Die 3 wohnen in 26603 Aurich .....

Gruß Micha


----------



## CoolNiro (20. Juli 2009)

*AW: Mein Mini mit Bachlauf*

hallo Micha,

schade, das ist für einen Umzug zu mir zu weit,
vielleicht findet sich ja jemand in der Nähe...
oder Du baust einen neuen Teich mit ordentlich
Kubikmeter 

Gruß
Andy


----------



## kleenerMicha (20. Juli 2009)

*AW: Mein Mini mit Bachlauf*

Tja, wenn ich den Platz hätte dann würd ich mir auch gerne nen größeren Teich buddeln aber ich hab nur ne Terrasse mit ca 9 m² Rasenfläche dran, da ist leider nix zu machen  ...


----------



## CoolNiro (20. Juli 2009)

*AW: Mein Mini mit Bachlauf*

9 Quadratmeter hört sich doch gut an, da brauchst
Du nicht mehr Rasen mähen


----------



## kleenerMicha (20. Juli 2009)

*AW: Mein Mini mit Bachlauf*

Nee, die ganze Fläche voll Wasser laufen lassen geht nicht, da wird mein Vermieter wohl nicht so ganz einverstanden sein mit... Aber mal schauen, verdoppeln könnte gradeso noch klappen vom Platz her....


----------



## etaine (20. Juli 2009)

*AW: Mein Mini mit Bachlauf*

hallo micha,
ich kann mich nur anschliessen; gut und sehr verantwortungsvoll, dass du auf den rat hörst, die fische artgerecht umzusiedeln. man liest hier auch häufig: "ja, aber..." und dann kommen hahnebüchene argumente, warum sich deren fische in badwannentemperaturen im sommer genauso wohl fühlen, wie im eiswürfelbad im winter. und so manch einer führt noch ins feld, er brächte es aus reiner liebe zum gerade erworbenen tier nicht fertig, sich von ihm wieder zu trennen und hofft wohl auf ein ebenso geartetes gefühl seines büchsenfisches.
und deswegen nochmal. super, dass von dir im sinne des tierschutzes kein "ja, aber.." zu lesen ist. es gibt ja genug "fischteichler" hier. vielleicht findet sich auch schon bald einer. poste es doch mal extra.

◆ **GEGEBENE DATEN**:

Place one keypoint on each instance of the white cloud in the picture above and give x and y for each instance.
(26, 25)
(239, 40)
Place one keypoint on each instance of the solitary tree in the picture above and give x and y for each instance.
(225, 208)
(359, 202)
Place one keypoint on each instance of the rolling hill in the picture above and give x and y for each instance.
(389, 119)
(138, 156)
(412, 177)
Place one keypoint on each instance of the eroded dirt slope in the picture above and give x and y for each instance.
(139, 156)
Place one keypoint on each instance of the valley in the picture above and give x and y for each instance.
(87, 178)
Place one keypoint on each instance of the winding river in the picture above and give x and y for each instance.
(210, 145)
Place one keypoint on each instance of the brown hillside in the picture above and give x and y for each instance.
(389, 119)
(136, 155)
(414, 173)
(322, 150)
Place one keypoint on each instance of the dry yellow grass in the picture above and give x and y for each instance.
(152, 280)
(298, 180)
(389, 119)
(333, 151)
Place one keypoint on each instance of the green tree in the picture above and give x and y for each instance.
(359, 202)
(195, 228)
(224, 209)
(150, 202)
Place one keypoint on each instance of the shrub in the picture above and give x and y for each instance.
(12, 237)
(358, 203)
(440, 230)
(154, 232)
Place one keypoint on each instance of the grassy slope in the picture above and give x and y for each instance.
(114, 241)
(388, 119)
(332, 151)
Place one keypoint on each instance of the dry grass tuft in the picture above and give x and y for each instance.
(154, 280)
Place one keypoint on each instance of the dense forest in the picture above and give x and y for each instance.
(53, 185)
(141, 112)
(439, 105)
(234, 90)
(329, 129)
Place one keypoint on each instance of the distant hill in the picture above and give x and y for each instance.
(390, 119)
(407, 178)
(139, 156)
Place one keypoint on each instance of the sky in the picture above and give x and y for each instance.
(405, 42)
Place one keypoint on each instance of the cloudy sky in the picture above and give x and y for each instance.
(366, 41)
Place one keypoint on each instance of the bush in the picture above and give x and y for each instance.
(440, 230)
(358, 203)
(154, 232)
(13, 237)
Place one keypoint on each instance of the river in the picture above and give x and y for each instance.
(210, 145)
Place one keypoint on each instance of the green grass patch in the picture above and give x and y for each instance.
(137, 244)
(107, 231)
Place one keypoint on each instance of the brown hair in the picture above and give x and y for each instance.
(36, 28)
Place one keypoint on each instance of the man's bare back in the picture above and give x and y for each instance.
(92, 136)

◆ **DIE AUFGABEN**:
• A. Gib aus dem Seitenauszug den Abschnitt unverändert aus, der mit den Worten „9 Quadratmeter hört“ beginnt und mit „vom Platz her....“ endet.
• B. Zähle die Zeilen der Einträge, in denen die Zeichenfolge „river“ vorkommt, unter Beachtung der Groß- und Kleinschreibung, und nenne nur die Anzahl.

◆ **GELÖSTE AUFGABEN**:
• A.
9 Quadratmeter hört sich doch gut an, da brauchst
Du nicht mehr Rasen mähen


----------



## kleenerMicha (20. Juli 2009)

*AW: Mein Mini mit Bachlauf*

Nee, die ganze Fläche voll Wasser laufen lassen geht nicht, da wird mein Vermieter wohl nicht so ganz einverstanden sein mit... Aber mal schauen, verdoppeln könnte gradeso noch klappen vom Platz her....

• B. 2